- Document excerpt -

[Start]

Cross-Scale Proxy Scoring (Core Innovation of ClassAct/ActiveCLIP):
- Function: Replaces the large learner model with extremely small models for data scoring.
- Mechanism: Introduces a third "online model" that has the same architecture and size as the reference model, replacing the learner's role in the learnability formula. The scoring cost is reduced from \(F_{act} = F_{ref} + F_{learn}\) to \(F_{act} = 2F_{ref}\).
- Design Motivation: The original RHO-loss requires inference via the learner model for scoring, which does not reduce the selection overhead. Experiments show that learnability scoring is highly robust to model downscaling — even if the scoring model is 1000x smaller than the learner (ViT-Mu vs. ViT-L), it still provides a 16% speedup.
- Key Findings: Easy-first scoring is extremely sensitive to model downscaling, whereas learnability scoring degrades gracefully.
Multimodal Adaptation (ActiveCLIP/ActiveSigLIP):
- Function: Extends the framework to CLIP/SigLIP multimodal pre-training.
- Mechanism: The learner is trained with contrastive loss, while scoring uses a simplified image-text dot-product similarity as the actor loss.
- Design Motivation: Contrastive loss is computationally expensive (requiring softmax over the entire batch); using simple dot-product similarity drastically reduces scoring overhead.
Online Reference Model Training:
- Function: Eliminates the two-step process of pre-training the reference model.
- Mechanism: The reference model is trained in parallel on the super-batch (10x larger batch) with the learning rate set to 2x.
- Design Motivation: Smaller models can be computed over larger batches, quickly converging to a good scoring policy.

Loss & Training¶

Classification task (ClassAct): Both the learner and the scorers use standard cross-entropy loss.
Multimodal task (ActiveCLIP): The learner uses contrastive loss, while scoring uses the dot product of image-text embeddings.
The filtering target ratio is fixed at 50% (\(\rho=B/b=2\)) across all experiments, selecting half from each super-batch.
Non-uniform sampling is performed according to Softmax probabilities: \(\pi(x_i) = \text{Softmax}(\{s_i\})\).

[End]

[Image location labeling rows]
[Start]

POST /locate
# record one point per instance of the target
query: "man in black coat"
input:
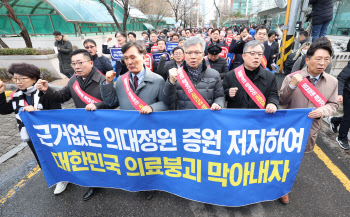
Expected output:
(214, 39)
(215, 61)
(260, 35)
(322, 15)
(176, 62)
(343, 96)
(101, 62)
(64, 48)
(264, 80)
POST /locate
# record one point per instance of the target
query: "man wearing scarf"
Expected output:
(205, 80)
(83, 88)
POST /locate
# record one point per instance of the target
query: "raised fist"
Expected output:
(42, 85)
(232, 91)
(296, 79)
(173, 75)
(2, 87)
(248, 38)
(110, 75)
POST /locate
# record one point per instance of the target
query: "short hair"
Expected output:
(178, 48)
(132, 33)
(321, 44)
(25, 69)
(194, 41)
(304, 33)
(55, 33)
(89, 40)
(122, 33)
(242, 29)
(81, 51)
(214, 30)
(139, 45)
(252, 44)
(271, 33)
(261, 27)
(161, 40)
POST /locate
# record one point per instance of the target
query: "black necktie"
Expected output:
(136, 84)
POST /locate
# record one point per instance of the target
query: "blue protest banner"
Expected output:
(229, 157)
(116, 53)
(171, 45)
(157, 56)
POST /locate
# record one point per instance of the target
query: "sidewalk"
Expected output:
(9, 134)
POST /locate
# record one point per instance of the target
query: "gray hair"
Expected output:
(252, 44)
(194, 41)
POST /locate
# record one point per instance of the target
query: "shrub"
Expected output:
(25, 51)
(44, 74)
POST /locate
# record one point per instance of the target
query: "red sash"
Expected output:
(207, 62)
(154, 48)
(190, 91)
(133, 98)
(149, 61)
(311, 92)
(250, 88)
(228, 40)
(264, 62)
(224, 52)
(86, 98)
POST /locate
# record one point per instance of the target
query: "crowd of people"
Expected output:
(194, 63)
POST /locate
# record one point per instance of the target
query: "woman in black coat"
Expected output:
(26, 96)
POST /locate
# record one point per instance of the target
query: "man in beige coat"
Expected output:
(317, 59)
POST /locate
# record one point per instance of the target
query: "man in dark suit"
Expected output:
(260, 35)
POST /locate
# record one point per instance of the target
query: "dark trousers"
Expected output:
(31, 146)
(345, 120)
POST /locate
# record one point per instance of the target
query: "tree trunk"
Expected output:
(3, 44)
(24, 32)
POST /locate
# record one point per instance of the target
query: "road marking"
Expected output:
(20, 184)
(334, 169)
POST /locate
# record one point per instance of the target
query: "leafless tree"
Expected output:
(155, 10)
(126, 8)
(24, 32)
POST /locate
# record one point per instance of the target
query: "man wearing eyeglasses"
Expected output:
(176, 62)
(205, 83)
(83, 88)
(312, 87)
(64, 48)
(260, 35)
(101, 62)
(237, 96)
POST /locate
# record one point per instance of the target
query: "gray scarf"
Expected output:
(195, 72)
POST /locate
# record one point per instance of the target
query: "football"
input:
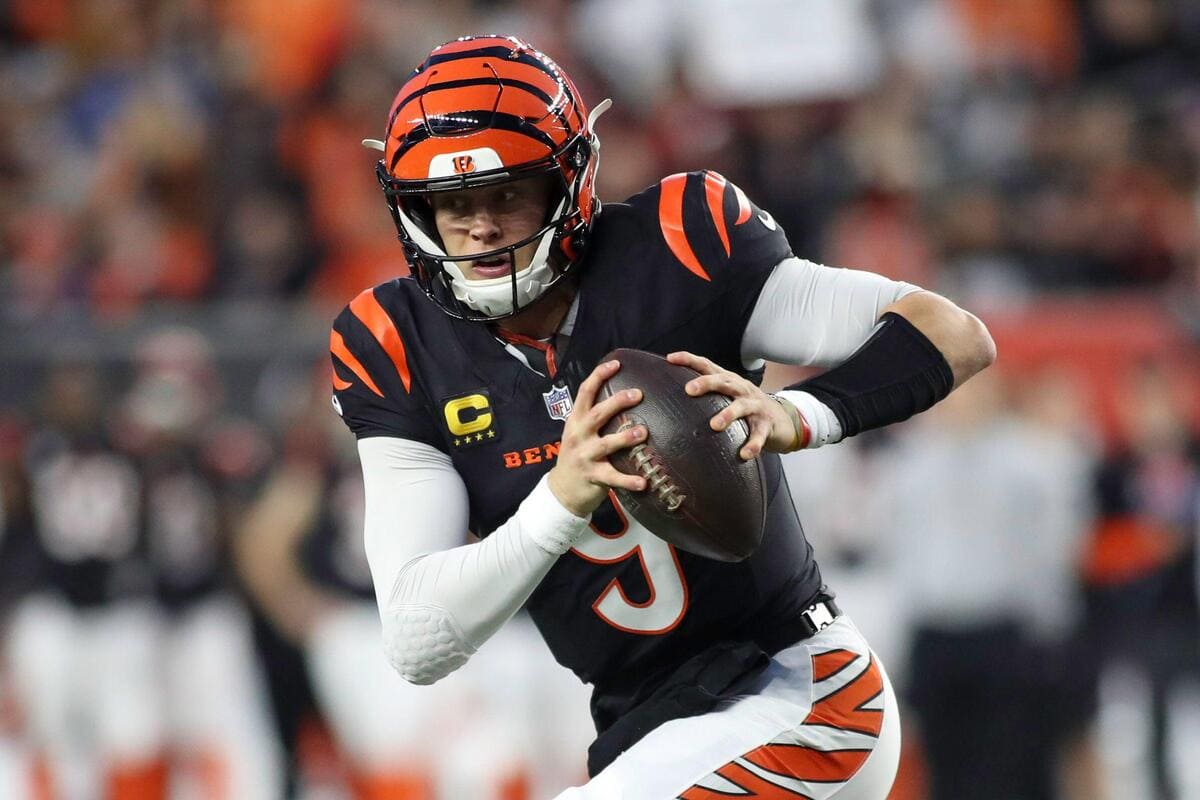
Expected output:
(702, 497)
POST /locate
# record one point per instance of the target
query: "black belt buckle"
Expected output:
(820, 614)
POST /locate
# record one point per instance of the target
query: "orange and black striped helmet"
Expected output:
(483, 110)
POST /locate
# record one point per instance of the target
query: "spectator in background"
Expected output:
(1141, 602)
(301, 557)
(207, 680)
(83, 644)
(988, 510)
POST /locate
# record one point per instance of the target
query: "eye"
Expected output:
(453, 204)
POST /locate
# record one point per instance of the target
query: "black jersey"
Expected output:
(678, 266)
(183, 525)
(87, 500)
(331, 549)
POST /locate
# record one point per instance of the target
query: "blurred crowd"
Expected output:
(184, 601)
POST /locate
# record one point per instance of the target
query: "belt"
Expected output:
(817, 615)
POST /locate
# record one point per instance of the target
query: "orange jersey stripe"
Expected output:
(671, 222)
(714, 190)
(743, 205)
(844, 708)
(807, 763)
(831, 663)
(337, 347)
(371, 313)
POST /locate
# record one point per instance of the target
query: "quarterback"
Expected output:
(472, 388)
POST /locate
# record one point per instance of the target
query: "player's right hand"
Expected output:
(582, 475)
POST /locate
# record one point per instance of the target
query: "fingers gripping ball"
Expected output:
(701, 495)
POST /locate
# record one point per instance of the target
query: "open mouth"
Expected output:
(492, 268)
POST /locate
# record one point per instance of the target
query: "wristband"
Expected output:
(803, 434)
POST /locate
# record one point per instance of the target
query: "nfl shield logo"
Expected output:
(558, 402)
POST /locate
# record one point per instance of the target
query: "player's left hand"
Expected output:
(771, 428)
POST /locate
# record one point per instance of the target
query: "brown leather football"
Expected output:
(702, 497)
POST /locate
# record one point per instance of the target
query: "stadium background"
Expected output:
(184, 205)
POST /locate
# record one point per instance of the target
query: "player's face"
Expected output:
(490, 217)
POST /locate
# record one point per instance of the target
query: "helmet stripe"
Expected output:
(484, 82)
(498, 120)
(505, 53)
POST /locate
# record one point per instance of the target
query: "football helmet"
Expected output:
(483, 110)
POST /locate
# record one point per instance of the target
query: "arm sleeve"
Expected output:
(809, 314)
(439, 602)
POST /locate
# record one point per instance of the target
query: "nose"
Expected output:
(484, 226)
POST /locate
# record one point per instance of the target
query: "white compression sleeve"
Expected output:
(816, 316)
(439, 602)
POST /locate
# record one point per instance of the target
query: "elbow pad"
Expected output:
(423, 643)
(897, 373)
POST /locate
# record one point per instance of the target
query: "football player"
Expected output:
(472, 388)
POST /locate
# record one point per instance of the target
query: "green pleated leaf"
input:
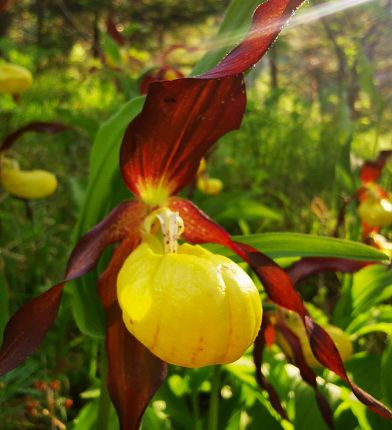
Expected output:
(236, 22)
(277, 245)
(378, 318)
(101, 197)
(386, 374)
(4, 305)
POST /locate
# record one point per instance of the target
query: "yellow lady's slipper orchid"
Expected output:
(340, 338)
(190, 308)
(26, 184)
(210, 186)
(376, 212)
(205, 184)
(14, 79)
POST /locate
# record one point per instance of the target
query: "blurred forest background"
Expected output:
(319, 104)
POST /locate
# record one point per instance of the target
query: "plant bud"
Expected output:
(191, 308)
(14, 79)
(294, 323)
(27, 184)
(210, 186)
(376, 212)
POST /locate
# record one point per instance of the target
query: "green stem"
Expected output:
(104, 399)
(214, 400)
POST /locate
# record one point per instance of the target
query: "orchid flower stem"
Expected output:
(214, 399)
(104, 399)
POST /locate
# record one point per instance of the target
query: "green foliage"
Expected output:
(297, 142)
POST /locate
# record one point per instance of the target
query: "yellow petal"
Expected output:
(376, 212)
(28, 184)
(14, 79)
(191, 308)
(210, 186)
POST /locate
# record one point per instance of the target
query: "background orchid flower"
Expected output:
(160, 155)
(14, 79)
(27, 184)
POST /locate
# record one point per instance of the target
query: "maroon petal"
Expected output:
(307, 373)
(199, 228)
(180, 121)
(134, 373)
(112, 31)
(40, 127)
(280, 289)
(309, 266)
(260, 378)
(28, 326)
(268, 20)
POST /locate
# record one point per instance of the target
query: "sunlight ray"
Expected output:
(307, 16)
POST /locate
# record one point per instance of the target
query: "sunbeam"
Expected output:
(309, 15)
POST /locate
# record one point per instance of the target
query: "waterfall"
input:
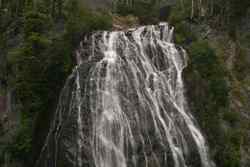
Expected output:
(124, 105)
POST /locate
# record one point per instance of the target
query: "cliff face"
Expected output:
(226, 110)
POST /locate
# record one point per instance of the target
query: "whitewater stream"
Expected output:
(124, 105)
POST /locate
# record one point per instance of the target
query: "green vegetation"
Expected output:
(39, 44)
(146, 11)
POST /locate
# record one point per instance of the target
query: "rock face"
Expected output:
(124, 106)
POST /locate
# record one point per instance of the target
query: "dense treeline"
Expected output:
(38, 38)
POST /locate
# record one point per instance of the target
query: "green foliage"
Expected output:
(242, 63)
(80, 21)
(211, 104)
(146, 11)
(21, 147)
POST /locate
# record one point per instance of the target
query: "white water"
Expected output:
(124, 106)
(135, 92)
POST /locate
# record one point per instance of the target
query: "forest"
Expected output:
(38, 42)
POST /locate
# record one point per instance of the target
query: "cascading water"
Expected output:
(124, 106)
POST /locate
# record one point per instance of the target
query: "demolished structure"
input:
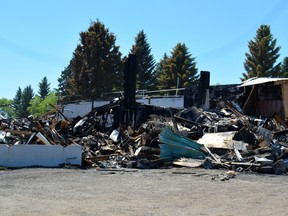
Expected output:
(212, 132)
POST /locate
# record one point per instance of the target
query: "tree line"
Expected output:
(96, 67)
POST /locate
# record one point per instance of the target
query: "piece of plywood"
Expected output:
(222, 140)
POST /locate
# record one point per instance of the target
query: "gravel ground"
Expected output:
(176, 191)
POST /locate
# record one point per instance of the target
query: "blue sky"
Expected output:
(37, 38)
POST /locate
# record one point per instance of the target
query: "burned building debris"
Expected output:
(127, 134)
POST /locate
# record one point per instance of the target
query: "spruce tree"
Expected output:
(96, 65)
(44, 88)
(17, 103)
(63, 82)
(262, 56)
(284, 68)
(164, 79)
(27, 96)
(145, 61)
(178, 70)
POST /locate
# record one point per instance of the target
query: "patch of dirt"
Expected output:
(176, 191)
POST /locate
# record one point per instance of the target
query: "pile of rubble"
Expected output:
(151, 137)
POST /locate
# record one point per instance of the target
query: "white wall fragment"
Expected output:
(18, 156)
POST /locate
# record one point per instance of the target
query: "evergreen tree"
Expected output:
(63, 81)
(96, 65)
(284, 68)
(17, 103)
(44, 88)
(5, 107)
(146, 63)
(178, 70)
(38, 107)
(162, 73)
(262, 56)
(27, 96)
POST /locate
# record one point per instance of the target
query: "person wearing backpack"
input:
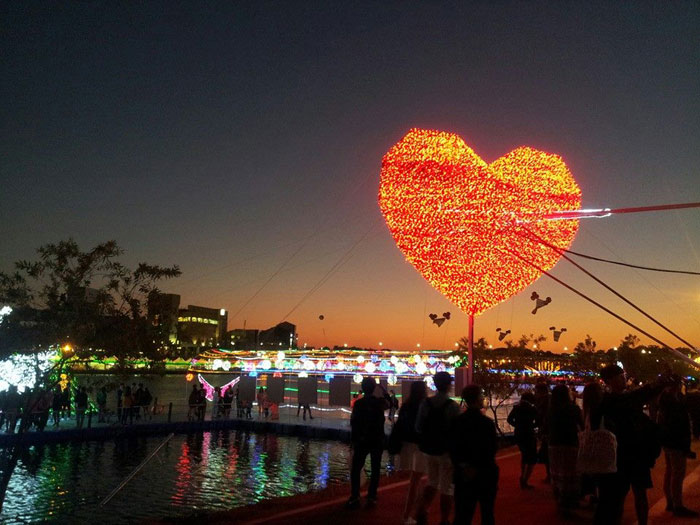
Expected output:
(523, 419)
(473, 445)
(367, 435)
(637, 445)
(675, 424)
(433, 423)
(411, 459)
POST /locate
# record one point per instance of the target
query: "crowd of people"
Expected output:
(39, 406)
(224, 401)
(593, 453)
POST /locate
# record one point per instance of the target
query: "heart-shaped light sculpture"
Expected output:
(470, 228)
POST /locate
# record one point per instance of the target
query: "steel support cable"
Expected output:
(285, 263)
(537, 238)
(648, 268)
(620, 263)
(678, 354)
(343, 259)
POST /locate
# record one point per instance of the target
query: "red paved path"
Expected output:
(513, 506)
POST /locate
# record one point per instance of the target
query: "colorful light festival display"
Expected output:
(458, 220)
(23, 370)
(324, 363)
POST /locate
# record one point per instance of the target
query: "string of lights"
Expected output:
(452, 215)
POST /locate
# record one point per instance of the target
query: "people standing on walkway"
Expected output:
(592, 398)
(201, 404)
(56, 404)
(266, 405)
(637, 447)
(193, 404)
(564, 423)
(393, 405)
(411, 459)
(239, 403)
(81, 403)
(435, 417)
(473, 445)
(127, 406)
(101, 404)
(216, 403)
(66, 401)
(228, 401)
(523, 419)
(148, 410)
(259, 398)
(675, 438)
(367, 435)
(306, 408)
(120, 401)
(542, 399)
(138, 401)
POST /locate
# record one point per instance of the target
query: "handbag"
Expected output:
(597, 450)
(393, 445)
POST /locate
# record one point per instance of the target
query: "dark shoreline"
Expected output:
(182, 427)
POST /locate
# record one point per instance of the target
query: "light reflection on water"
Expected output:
(192, 473)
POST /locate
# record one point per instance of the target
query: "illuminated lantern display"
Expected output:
(460, 221)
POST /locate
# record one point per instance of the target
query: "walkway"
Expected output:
(513, 504)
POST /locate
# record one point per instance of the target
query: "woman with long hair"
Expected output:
(411, 458)
(592, 398)
(523, 419)
(565, 422)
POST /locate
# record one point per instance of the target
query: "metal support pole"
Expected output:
(470, 368)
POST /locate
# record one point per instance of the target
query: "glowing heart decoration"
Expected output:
(460, 221)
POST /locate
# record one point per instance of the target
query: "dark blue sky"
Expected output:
(226, 137)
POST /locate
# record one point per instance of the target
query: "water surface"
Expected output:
(190, 474)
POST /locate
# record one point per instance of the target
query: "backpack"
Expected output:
(434, 436)
(650, 439)
(597, 450)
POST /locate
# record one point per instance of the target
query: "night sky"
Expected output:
(243, 141)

[End]

- To-do list -
a: Name each component of the data-selection excerpt above that is described by a Function, a Mechanism and a Design Motivation.
b: Continue the data-selection excerpt, beginning after its sentence on non-uniform sampling according to Softmax probabilities.

- Responses to the exercise -
a: Cross-Scale Proxy Scoring; Multimodal Adaptation; Online Reference Model Training

b:
Key Experimental Results¶

Main Results: Large-Scale Classification (JFT-300M)¶

Configuration	Learner Speedup	Total Compute Speedup	Notes
ViT-B scoring → ViT-L (learnability)	31%	Net negative compute	Scoring model is too large
ViT-S scoring → ViT-L (learnability)	28%	~20% net positive	Net positive compute regime
ViT-Ti scoring → ViT-L (learnability)	26%	~25% net positive	Best overall efficiency
ViT-Mu scoring → ViT-L (learnability)	16%	Net positive	1000x smaller but still effective
ViT-S scoring → ViT-L (easy-first)	<10%	Net negative	Sensitive to downscaling

Main Results: Multimodal Pre-training¶

Method	Training Volume	IN-1K ZS Top-1	COCO im2txt	COCO txt2im
CLIP	13B	68.3	52.4	33.1
OpenCLIP	34B	70.2	59.4	42.3
ActiveCLIP	3B	71.3	57.7	43.0
ActiveCLIP	8B	72.2	60.7	44.9
SigLIP	3B	72.1	60.7	42.7
ActiveSigLIP	3B	72.0	63.5	45.3

Ablation Study¶

Configuration	Learner Speedup	Compute Speedup	Notes
RHO (Tiny ref + B online + B learner)	0%	-79%	Original RHO fails
ClassAct-HO (Tiny+Tiny+B, held-out)	18%	3%	Held-out reference
ClassAct (Tiny+Tiny+B, in-domain)	18%	3%	In-domain reference equivalent
ClassAct-Online (Tiny+Tiny+B, online)	17%	2%	No pre-trained reference needed

Key Findings¶

Learnability scoring is extremely robust to the scaling of the scoring model, remaining effective even with a 1000x downscaling, whereas easy-first scoring is highly sensitive.
Data selection strategies generalize across tasks: reference models trained on the high-quality LTIP dataset perform better when guiding large-scale ALIGN training.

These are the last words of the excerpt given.